> [Tarefa escrita a] Diz se cada afirmação está de acordo com o texto sobre o festival, respondendo sim ou não e citando as palavras do texto que o decidem: (i) o festival teve curadoria do Institute for Postnatural Studies; (ii) o festival reuniu apenas artistas nacionais; (iii) o Planetário do Porto foi um dos locais do festival.

Escuta profunda e ativa de narrativas sónicas, produções artísticas sonoras e experiências sensoriais para lá da omnipresença da visão, revelando outras perspetivas sobre a empatia, o respeito e o entendimento pela natureza e pelas espécies que habitam o planeta Terra. A intensidade de O Afeto da Escuta: um festival para as ecologias sonoras e enredos sónicos, com curadoria do Institute for Postnatural Studies, reverberou diferentes pontos de vista sobre ecologias, práticas ritualísticas e noções de comunidade, reunindo compositores, artistas e investigadores sonoros internacionais e nacionais no Passos Manuel, na Galeria da Biodiversidade e no Planetário do Porto.

> [Registos de coordenadas anotados]
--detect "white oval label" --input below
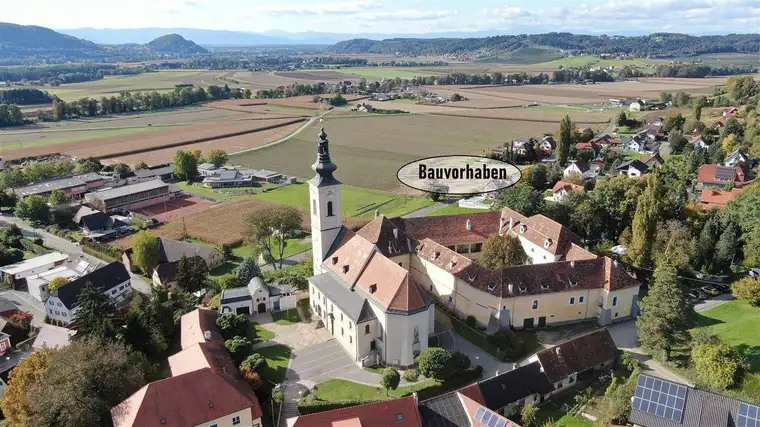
[396,155,522,195]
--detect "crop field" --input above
[102,119,303,165]
[3,118,303,159]
[231,114,557,191]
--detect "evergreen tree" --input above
[636,264,693,360]
[627,173,662,266]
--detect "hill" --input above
[328,33,760,59]
[145,34,208,54]
[0,22,100,51]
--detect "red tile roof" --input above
[292,396,422,427]
[697,165,745,185]
[536,329,617,383]
[391,211,501,246]
[699,188,744,208]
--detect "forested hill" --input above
[328,33,760,58]
[146,34,208,54]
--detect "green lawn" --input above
[245,322,274,344]
[306,379,438,402]
[425,203,488,216]
[256,344,290,384]
[272,308,301,326]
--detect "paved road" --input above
[0,216,151,295]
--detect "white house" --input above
[45,262,132,325]
[219,277,296,314]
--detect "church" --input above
[309,123,640,367]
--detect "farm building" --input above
[13,172,105,199]
[84,179,171,212]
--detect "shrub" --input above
[464,314,478,328]
[404,369,420,383]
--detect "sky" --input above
[0,0,760,34]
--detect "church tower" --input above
[309,119,343,275]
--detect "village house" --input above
[45,262,132,325]
[552,181,585,202]
[219,277,296,314]
[111,308,263,427]
[699,188,744,209]
[697,165,746,190]
[309,125,640,366]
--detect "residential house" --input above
[84,179,171,213]
[616,159,649,177]
[287,394,422,427]
[13,172,105,199]
[724,149,749,166]
[0,252,69,284]
[723,107,739,119]
[32,323,77,351]
[111,309,263,427]
[219,277,296,314]
[552,181,585,202]
[562,160,596,179]
[309,126,640,366]
[699,188,744,209]
[628,374,760,427]
[691,135,710,150]
[697,165,746,190]
[528,332,617,391]
[151,241,224,287]
[45,262,132,325]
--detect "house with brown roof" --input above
[309,125,640,366]
[111,309,262,427]
[699,188,744,209]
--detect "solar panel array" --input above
[475,408,512,427]
[633,375,684,427]
[736,403,760,427]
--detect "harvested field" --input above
[102,119,304,165]
[4,118,303,159]
[231,114,557,191]
[140,197,215,223]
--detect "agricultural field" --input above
[231,114,572,191]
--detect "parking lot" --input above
[0,291,45,326]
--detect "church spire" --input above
[311,119,340,187]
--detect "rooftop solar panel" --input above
[736,403,760,427]
[633,375,688,427]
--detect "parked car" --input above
[699,285,720,296]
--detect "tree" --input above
[15,194,50,224]
[691,340,744,391]
[480,234,528,269]
[74,282,122,340]
[380,368,401,396]
[557,116,573,166]
[235,258,261,286]
[627,173,662,266]
[224,336,253,364]
[245,205,301,269]
[206,148,229,168]
[48,188,71,206]
[520,403,538,427]
[0,348,54,427]
[174,255,208,293]
[132,230,160,274]
[240,353,267,371]
[27,339,147,427]
[636,264,693,360]
[731,277,760,307]
[216,313,248,339]
[417,347,454,381]
[48,277,69,292]
[174,150,198,181]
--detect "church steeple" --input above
[311,119,340,187]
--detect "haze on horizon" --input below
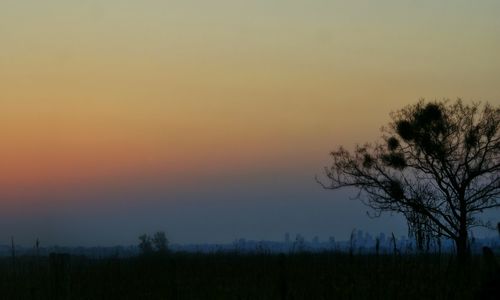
[0,0,500,245]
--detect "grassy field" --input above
[0,252,496,300]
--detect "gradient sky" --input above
[0,0,500,245]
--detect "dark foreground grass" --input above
[0,253,496,300]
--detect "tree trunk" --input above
[455,231,469,265]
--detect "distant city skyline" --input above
[0,0,500,246]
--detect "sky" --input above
[0,0,500,245]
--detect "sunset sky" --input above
[0,0,500,245]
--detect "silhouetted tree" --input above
[153,231,168,253]
[318,99,500,262]
[139,234,153,255]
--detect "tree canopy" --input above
[320,99,500,258]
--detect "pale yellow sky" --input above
[0,0,500,195]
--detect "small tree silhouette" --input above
[153,231,168,253]
[139,234,153,255]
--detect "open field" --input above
[0,252,493,300]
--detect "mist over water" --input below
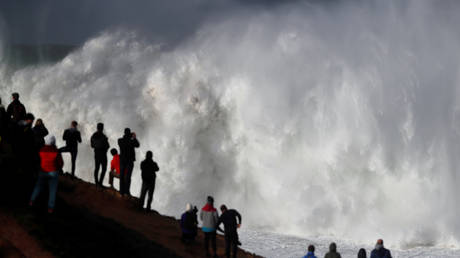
[0,1,460,250]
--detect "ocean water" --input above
[239,230,460,258]
[0,1,460,257]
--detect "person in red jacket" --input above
[109,148,120,188]
[30,135,64,213]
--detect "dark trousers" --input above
[109,170,120,187]
[94,155,107,186]
[225,232,238,258]
[120,160,134,195]
[139,178,155,210]
[59,146,78,176]
[204,231,217,254]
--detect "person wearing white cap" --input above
[29,135,64,213]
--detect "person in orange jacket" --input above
[29,135,64,213]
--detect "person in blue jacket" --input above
[371,239,391,258]
[303,245,316,258]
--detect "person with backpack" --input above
[29,135,64,213]
[118,128,140,196]
[59,121,82,177]
[91,123,110,187]
[180,203,198,244]
[216,204,241,258]
[200,196,219,257]
[139,151,160,211]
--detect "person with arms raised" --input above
[371,239,391,258]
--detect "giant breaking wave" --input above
[0,1,460,249]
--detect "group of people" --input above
[180,196,241,257]
[0,93,160,213]
[303,239,391,258]
[0,93,241,257]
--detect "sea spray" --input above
[0,1,460,250]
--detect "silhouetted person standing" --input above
[91,123,110,187]
[118,128,140,196]
[59,121,82,177]
[139,151,160,211]
[15,113,39,181]
[0,98,8,140]
[32,118,48,149]
[324,243,342,258]
[6,92,26,124]
[200,196,219,257]
[303,245,316,258]
[29,135,64,213]
[180,203,198,244]
[371,239,391,258]
[216,204,241,258]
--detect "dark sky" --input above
[0,0,302,44]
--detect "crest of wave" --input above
[1,1,460,249]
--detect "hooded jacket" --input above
[200,203,219,233]
[324,243,342,258]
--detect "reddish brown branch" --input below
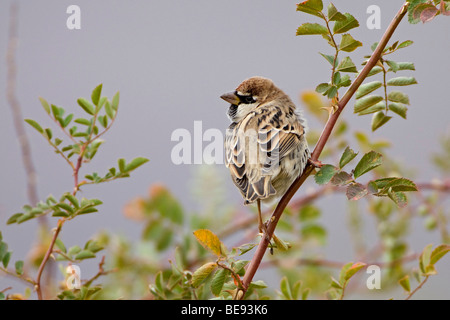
[242,3,408,297]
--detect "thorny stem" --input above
[242,2,408,297]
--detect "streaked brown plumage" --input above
[221,77,310,231]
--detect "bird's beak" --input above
[220,92,240,105]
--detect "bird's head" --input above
[220,77,282,122]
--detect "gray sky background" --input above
[0,0,450,299]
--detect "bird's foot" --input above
[308,158,323,169]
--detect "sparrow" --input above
[221,77,310,233]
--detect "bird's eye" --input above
[244,96,256,104]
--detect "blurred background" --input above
[0,0,450,299]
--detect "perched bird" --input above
[221,77,310,233]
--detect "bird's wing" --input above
[225,105,304,203]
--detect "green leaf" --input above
[55,238,67,253]
[397,40,414,49]
[191,262,217,288]
[125,157,149,172]
[117,158,126,172]
[372,111,392,131]
[91,84,103,106]
[354,151,383,178]
[339,33,362,52]
[430,244,450,265]
[345,183,368,201]
[336,57,358,72]
[6,212,23,224]
[339,147,358,169]
[387,77,417,86]
[25,119,44,134]
[75,250,95,260]
[1,251,12,268]
[367,66,383,77]
[388,190,408,208]
[296,22,328,36]
[74,118,92,126]
[297,0,323,18]
[344,262,367,281]
[111,92,120,112]
[353,95,383,113]
[14,260,23,275]
[211,269,230,297]
[319,52,334,66]
[39,97,50,114]
[419,244,433,273]
[280,276,294,300]
[388,102,408,119]
[194,229,223,257]
[316,83,331,93]
[327,2,347,21]
[314,164,338,185]
[331,171,353,186]
[398,275,411,292]
[333,13,359,33]
[388,91,409,105]
[355,81,383,99]
[77,98,95,116]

> [Tarefa escrita b] Localiza nos registos todas as linhas que contêm a palavra "tree" e copia-as, tendo em conta as maiúsculas e minúsculas.

> [Resposta a]
(i) Sim: "com curadoria do Institute for Postnatural Studies".
(ii) Não: "reunindo compositores, artistas e investigadores sonoros internacionais e nacionais".
(iii) Sim: "no Passos Manuel, na Galeria da Biodiversidade e no Planetário do Porto".

> [Resposta b]
--detect "evergreen tree" --input above
--detect "tree" --input above
--detect "tree trunk" --input above
--detect "silhouetted tree" --input above
--detect "tree canopy" --input above
--detect "small tree silhouette" --input above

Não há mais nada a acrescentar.